Add 60 to each box coordinate in the stretch from the first line through the line that contains "[28, 56, 78, 98]". Then write out every line of that stretch again, not only the boxes.

* start *

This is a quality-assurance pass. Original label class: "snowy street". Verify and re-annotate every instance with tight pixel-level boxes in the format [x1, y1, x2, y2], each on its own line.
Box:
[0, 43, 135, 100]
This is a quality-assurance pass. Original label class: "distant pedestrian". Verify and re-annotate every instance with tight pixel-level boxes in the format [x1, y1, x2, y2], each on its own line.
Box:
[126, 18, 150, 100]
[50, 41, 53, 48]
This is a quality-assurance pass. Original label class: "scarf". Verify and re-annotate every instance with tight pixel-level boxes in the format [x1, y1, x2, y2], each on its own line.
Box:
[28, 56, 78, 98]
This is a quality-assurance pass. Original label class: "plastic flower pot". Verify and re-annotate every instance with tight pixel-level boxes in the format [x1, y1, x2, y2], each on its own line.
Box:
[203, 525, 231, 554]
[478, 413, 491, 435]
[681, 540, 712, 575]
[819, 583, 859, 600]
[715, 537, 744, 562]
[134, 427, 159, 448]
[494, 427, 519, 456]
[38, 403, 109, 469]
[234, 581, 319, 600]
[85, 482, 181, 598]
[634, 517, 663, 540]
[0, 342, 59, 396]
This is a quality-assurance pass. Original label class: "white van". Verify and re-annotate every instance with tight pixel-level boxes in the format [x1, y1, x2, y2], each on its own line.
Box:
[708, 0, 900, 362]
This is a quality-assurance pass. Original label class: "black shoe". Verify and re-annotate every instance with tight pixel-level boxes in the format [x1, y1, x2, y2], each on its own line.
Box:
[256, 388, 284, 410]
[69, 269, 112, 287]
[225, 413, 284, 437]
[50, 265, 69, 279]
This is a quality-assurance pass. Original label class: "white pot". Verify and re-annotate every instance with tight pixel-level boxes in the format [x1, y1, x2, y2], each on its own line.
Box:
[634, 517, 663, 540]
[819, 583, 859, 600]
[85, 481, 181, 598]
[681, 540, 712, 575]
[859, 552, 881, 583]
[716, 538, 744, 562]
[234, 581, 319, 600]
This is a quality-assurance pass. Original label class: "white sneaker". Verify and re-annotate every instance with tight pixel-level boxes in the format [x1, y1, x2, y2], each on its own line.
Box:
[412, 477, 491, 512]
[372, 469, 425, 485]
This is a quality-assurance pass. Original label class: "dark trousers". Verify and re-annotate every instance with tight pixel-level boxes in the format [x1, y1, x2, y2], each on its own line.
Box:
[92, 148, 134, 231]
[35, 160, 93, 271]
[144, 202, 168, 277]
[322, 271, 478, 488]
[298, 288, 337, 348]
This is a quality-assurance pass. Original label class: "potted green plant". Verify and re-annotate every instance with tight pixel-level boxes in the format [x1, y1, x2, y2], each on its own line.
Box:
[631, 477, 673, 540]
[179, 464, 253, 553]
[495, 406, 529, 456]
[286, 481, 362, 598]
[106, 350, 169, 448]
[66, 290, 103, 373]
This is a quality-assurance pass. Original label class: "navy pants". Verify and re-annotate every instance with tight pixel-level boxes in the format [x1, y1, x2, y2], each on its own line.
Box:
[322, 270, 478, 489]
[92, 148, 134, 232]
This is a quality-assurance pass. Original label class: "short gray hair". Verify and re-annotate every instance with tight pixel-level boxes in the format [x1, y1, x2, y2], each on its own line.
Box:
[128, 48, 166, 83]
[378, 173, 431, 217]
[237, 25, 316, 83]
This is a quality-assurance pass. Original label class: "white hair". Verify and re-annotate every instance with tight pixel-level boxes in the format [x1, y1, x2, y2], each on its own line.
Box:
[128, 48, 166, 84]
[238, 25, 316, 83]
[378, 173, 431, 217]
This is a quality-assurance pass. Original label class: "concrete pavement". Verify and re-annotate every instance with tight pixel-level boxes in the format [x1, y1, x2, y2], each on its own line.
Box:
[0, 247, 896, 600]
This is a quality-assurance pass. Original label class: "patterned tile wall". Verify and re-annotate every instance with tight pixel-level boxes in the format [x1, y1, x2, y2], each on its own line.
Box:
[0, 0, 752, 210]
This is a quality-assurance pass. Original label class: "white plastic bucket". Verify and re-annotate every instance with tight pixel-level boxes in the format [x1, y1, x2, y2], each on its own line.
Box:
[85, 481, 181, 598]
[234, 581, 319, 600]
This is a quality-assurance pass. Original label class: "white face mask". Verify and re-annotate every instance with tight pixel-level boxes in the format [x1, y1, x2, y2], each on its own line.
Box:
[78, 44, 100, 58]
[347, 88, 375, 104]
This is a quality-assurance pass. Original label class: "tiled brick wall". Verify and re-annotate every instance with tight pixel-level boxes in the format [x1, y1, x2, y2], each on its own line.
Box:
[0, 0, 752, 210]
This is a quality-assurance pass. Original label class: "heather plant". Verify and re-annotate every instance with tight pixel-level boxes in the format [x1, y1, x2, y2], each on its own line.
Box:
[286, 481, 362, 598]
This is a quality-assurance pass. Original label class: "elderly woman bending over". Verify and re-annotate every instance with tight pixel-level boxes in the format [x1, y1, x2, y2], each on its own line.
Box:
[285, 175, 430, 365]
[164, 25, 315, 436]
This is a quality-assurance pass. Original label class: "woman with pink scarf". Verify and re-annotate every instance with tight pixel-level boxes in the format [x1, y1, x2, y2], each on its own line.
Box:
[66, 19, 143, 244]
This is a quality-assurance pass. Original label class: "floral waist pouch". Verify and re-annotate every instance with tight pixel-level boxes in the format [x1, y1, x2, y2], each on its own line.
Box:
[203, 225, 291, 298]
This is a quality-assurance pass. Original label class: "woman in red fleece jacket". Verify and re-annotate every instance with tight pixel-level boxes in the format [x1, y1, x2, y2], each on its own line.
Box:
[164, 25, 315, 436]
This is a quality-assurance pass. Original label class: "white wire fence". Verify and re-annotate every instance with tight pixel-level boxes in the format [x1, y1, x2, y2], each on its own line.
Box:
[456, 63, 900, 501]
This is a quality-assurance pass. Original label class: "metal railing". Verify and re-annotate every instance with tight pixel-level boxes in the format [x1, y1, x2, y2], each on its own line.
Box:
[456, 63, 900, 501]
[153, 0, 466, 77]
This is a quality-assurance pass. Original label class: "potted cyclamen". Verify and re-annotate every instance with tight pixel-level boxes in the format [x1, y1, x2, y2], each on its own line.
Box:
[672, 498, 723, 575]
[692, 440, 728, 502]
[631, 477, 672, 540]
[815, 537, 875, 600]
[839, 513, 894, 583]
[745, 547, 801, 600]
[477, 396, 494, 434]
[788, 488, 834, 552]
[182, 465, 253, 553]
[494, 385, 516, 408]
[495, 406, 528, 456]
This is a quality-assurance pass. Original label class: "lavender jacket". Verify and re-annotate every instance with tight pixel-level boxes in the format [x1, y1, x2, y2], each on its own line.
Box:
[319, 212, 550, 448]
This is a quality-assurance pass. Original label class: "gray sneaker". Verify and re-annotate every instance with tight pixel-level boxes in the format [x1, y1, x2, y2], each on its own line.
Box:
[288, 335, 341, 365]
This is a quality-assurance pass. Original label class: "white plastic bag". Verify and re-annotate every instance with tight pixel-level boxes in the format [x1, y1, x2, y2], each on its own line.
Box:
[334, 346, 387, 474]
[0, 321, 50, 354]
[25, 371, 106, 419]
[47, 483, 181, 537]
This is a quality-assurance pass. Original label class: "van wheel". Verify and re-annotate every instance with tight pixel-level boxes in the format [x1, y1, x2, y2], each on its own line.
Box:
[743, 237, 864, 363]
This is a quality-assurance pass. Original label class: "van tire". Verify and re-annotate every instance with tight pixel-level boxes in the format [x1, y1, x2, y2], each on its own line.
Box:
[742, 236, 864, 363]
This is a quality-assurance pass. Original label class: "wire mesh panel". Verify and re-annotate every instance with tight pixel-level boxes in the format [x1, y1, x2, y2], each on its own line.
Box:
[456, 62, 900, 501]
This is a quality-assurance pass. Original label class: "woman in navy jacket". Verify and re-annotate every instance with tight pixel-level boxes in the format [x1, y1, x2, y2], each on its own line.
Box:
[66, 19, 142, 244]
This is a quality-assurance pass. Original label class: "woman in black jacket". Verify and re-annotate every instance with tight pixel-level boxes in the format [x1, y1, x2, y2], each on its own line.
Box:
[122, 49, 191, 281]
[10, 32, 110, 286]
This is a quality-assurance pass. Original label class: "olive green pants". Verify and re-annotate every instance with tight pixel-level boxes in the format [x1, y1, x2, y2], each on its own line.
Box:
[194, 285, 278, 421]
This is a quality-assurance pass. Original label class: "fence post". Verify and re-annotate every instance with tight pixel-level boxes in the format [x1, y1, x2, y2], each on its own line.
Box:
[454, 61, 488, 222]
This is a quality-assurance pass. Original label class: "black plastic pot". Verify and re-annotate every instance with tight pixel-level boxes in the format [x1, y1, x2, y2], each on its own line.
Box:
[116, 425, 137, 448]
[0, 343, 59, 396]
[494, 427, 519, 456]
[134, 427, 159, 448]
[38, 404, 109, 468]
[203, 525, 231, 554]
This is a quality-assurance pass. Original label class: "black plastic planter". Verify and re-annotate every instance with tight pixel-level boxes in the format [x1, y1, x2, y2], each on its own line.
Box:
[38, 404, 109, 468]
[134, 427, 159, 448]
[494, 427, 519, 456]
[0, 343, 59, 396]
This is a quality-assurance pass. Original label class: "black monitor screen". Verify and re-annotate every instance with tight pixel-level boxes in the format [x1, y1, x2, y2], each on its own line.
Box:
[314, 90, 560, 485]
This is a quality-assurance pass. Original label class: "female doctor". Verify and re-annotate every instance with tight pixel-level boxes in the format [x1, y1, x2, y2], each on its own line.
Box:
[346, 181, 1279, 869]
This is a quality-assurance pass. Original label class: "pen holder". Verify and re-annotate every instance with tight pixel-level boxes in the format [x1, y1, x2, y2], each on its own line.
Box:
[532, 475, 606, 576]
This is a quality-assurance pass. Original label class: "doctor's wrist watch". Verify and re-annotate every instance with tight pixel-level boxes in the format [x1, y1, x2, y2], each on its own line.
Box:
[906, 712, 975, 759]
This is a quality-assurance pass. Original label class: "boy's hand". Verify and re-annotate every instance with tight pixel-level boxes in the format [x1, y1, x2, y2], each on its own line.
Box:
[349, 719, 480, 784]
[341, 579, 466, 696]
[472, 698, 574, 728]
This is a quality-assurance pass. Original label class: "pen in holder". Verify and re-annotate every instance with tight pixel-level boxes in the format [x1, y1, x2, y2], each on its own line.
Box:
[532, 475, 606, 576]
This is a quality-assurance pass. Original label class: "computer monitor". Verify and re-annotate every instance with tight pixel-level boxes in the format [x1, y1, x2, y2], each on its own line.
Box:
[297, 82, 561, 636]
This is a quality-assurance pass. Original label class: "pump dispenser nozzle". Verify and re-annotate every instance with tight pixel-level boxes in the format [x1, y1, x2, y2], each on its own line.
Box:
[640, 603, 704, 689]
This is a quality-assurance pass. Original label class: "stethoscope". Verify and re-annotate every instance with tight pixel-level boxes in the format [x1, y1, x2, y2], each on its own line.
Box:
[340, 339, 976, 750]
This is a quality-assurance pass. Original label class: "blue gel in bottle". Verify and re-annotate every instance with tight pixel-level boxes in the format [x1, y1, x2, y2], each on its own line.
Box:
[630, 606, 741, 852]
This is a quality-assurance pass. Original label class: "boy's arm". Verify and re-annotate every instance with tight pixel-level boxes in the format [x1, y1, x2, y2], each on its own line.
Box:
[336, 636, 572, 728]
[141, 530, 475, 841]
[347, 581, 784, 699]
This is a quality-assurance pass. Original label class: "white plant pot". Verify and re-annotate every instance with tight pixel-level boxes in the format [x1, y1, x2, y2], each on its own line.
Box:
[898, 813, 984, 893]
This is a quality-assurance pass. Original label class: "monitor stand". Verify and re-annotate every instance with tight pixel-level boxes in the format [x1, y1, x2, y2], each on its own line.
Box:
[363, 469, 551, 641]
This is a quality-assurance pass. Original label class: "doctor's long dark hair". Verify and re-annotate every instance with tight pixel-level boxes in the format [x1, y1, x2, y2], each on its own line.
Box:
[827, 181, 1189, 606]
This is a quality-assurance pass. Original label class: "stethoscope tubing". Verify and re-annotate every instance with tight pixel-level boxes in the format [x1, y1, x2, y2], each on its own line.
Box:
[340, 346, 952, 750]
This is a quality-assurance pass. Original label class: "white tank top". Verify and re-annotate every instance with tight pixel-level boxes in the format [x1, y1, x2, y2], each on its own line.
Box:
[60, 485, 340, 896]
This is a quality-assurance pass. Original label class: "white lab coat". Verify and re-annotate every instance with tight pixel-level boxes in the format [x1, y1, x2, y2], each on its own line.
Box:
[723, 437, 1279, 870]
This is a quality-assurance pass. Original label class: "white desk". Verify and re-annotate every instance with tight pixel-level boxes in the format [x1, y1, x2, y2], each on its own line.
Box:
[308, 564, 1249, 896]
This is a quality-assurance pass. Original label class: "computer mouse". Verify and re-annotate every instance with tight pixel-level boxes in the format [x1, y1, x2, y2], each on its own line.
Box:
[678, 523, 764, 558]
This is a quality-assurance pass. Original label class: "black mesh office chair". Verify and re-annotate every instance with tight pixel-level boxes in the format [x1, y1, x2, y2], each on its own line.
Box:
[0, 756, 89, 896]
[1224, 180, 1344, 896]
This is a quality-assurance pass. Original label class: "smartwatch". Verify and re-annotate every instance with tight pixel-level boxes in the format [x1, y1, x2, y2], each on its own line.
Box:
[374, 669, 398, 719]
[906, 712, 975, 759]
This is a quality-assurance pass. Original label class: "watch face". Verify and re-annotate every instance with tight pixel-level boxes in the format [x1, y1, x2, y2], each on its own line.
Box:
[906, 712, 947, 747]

* end *

# [Output]
This is a quality-assurance pass. Original label class: "snowy street". Verify and re-annotate every instance with tight pixel-level boxes in the format [x1, y1, x2, y2], each on its own line.
Box:
[60, 103, 195, 160]
This is a quality-assurance pass. Original label class: "distant pedestrian". Verify and re-annotate every instance with tight pixel-level boxes in the format [x1, y1, x2, y2], each on its own line.
Box:
[186, 78, 210, 160]
[110, 101, 113, 108]
This is a quality-assurance pass. Original label class: "scarf". Verify and re-annotate every instance with tight pixel-level boxes in the format [x1, y1, x2, y2], each on its own line.
Box:
[88, 116, 138, 158]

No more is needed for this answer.